(Pointing records)
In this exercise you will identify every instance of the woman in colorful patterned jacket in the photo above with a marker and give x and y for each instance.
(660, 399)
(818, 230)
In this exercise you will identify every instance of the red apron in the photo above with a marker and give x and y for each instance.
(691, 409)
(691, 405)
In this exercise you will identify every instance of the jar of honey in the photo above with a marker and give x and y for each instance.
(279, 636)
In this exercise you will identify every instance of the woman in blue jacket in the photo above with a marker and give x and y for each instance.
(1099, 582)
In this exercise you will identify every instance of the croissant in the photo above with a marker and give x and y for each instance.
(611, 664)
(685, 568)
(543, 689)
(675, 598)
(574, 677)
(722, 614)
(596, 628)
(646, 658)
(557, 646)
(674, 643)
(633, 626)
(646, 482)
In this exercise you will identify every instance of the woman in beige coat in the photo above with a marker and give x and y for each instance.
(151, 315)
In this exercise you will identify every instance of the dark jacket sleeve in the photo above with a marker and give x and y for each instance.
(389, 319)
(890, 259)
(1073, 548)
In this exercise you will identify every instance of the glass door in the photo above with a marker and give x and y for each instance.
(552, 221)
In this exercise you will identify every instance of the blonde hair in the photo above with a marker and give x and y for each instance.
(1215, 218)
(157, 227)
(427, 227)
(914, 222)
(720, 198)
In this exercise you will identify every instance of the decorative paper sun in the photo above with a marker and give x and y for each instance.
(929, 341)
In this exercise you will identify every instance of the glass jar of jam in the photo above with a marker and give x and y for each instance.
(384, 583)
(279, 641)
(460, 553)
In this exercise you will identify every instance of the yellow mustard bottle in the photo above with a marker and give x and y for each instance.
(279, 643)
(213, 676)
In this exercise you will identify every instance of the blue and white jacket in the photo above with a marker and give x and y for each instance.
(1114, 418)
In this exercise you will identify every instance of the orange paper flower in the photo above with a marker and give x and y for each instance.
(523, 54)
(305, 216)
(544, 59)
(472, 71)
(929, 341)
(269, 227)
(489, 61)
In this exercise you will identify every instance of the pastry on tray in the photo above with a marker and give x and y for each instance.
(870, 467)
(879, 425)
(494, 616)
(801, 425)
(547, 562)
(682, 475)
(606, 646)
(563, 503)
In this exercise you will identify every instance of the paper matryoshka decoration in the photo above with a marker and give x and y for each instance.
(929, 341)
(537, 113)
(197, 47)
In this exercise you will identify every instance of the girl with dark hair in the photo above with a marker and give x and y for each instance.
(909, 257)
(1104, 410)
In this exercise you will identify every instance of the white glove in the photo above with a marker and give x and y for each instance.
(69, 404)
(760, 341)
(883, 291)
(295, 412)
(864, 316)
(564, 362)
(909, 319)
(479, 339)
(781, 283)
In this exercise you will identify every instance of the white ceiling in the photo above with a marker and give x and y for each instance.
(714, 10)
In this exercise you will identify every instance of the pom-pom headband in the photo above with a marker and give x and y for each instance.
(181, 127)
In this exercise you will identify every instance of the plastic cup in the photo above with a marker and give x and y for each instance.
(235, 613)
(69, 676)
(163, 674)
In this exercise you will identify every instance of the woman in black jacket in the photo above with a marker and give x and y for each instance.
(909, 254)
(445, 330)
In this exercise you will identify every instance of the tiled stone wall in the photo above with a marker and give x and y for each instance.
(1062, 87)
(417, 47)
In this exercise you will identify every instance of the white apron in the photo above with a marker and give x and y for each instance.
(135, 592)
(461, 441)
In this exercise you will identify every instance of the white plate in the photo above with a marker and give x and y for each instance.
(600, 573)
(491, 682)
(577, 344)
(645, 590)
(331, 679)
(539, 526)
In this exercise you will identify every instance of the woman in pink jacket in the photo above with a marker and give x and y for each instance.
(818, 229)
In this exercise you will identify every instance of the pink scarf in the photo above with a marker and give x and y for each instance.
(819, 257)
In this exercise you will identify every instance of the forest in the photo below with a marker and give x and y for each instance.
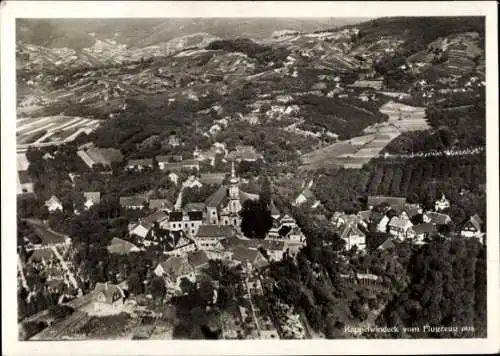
(420, 180)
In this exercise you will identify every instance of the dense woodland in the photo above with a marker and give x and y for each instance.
(420, 180)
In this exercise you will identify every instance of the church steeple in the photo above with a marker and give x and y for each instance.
(234, 179)
(233, 184)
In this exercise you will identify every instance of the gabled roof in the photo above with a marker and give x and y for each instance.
(350, 229)
(424, 228)
(157, 216)
(397, 203)
(111, 291)
(161, 204)
(412, 210)
(135, 200)
(140, 162)
(53, 200)
(215, 231)
(273, 245)
(399, 222)
(198, 259)
(176, 267)
(94, 197)
(476, 221)
(121, 247)
(212, 178)
(216, 198)
(176, 216)
(438, 218)
(387, 244)
(194, 207)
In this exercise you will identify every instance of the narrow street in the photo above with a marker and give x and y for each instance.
(252, 306)
(65, 266)
(23, 278)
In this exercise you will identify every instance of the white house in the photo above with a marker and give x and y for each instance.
(54, 204)
(442, 204)
(398, 227)
(192, 182)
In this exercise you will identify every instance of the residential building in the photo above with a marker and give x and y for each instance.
(209, 236)
(54, 204)
(121, 247)
(472, 227)
(139, 164)
(420, 232)
(179, 166)
(398, 227)
(136, 202)
(212, 178)
(224, 206)
(189, 221)
(436, 218)
(91, 199)
(192, 182)
(442, 204)
(173, 270)
(198, 260)
(107, 299)
(161, 204)
(396, 203)
(244, 153)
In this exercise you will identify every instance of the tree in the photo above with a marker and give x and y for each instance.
(256, 219)
(158, 288)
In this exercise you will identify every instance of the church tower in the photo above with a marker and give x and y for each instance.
(234, 191)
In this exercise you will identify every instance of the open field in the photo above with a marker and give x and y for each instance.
(52, 129)
(356, 152)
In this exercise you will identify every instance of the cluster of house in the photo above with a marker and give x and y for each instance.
(175, 163)
(401, 220)
(209, 230)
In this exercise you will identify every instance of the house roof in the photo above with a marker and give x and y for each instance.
(194, 207)
(215, 231)
(176, 267)
(195, 215)
(198, 259)
(411, 210)
(399, 222)
(476, 221)
(388, 243)
(157, 216)
(24, 177)
(424, 228)
(120, 247)
(397, 203)
(140, 162)
(176, 215)
(365, 215)
(212, 178)
(216, 198)
(349, 229)
(438, 218)
(111, 291)
(94, 197)
(44, 253)
(53, 200)
(161, 204)
(135, 200)
(273, 245)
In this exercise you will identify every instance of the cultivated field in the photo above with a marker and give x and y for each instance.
(52, 129)
(356, 152)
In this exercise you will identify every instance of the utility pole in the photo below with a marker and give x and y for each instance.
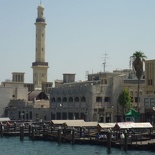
(104, 61)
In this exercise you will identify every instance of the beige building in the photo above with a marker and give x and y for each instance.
(150, 76)
(92, 100)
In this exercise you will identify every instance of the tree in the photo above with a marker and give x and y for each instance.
(137, 60)
(124, 100)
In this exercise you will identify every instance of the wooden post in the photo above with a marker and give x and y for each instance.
(15, 125)
(33, 132)
(73, 135)
(21, 132)
(109, 140)
(125, 140)
(59, 135)
(80, 131)
(44, 127)
(30, 128)
(2, 129)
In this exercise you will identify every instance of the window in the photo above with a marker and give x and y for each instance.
(76, 99)
(53, 99)
(83, 99)
(98, 99)
(70, 99)
(64, 99)
(107, 99)
(58, 99)
(136, 99)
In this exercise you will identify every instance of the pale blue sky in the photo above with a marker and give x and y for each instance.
(78, 33)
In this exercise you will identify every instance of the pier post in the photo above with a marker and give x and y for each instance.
(109, 140)
(73, 135)
(59, 135)
(22, 132)
(30, 128)
(125, 140)
(80, 131)
(33, 132)
(15, 125)
(2, 129)
(44, 127)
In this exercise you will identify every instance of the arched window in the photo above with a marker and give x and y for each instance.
(76, 99)
(64, 99)
(83, 99)
(58, 99)
(71, 99)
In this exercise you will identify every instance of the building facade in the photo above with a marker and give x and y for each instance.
(92, 100)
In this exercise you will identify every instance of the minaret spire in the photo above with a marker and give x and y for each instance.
(40, 66)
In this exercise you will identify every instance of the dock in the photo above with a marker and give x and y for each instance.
(78, 132)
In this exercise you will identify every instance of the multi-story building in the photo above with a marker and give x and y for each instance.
(92, 100)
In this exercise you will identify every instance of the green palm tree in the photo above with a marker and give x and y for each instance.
(137, 60)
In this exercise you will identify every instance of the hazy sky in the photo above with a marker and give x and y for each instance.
(78, 34)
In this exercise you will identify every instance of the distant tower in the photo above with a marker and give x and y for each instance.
(40, 66)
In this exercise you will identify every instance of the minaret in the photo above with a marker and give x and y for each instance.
(40, 66)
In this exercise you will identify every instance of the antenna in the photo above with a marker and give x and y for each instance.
(104, 62)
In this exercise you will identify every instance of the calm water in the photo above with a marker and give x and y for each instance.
(13, 146)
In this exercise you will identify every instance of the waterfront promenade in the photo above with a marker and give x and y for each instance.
(79, 132)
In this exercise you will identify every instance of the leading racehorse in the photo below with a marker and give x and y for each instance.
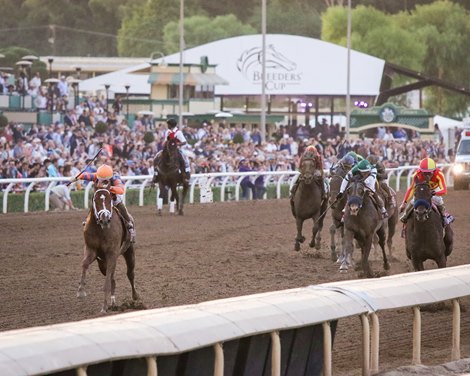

What you have to do »
Rewrite the rows from the line containing "In this exercise you will identify every instance of the antenna" through the end of the rows, changing "a marker" to "a pin" and leaving everything else as it is. Leave the pictures out of your answer.

Expected output »
In this exercise you will identify every instance of the antenna in the photo above with a pin and give x and y for each instance.
(104, 62)
In this exercise you will identify every instance of the calm water in the photo above with a pin and give x and y for each instance.
(13, 146)
In this exercise you will identify every instance of the waterfront promenade in the photo above with a pin and give x and y for each instance.
(79, 132)
In this exercise you will identify every instance of the leading racehorse in the photo below with a pin and give x and y for each instance.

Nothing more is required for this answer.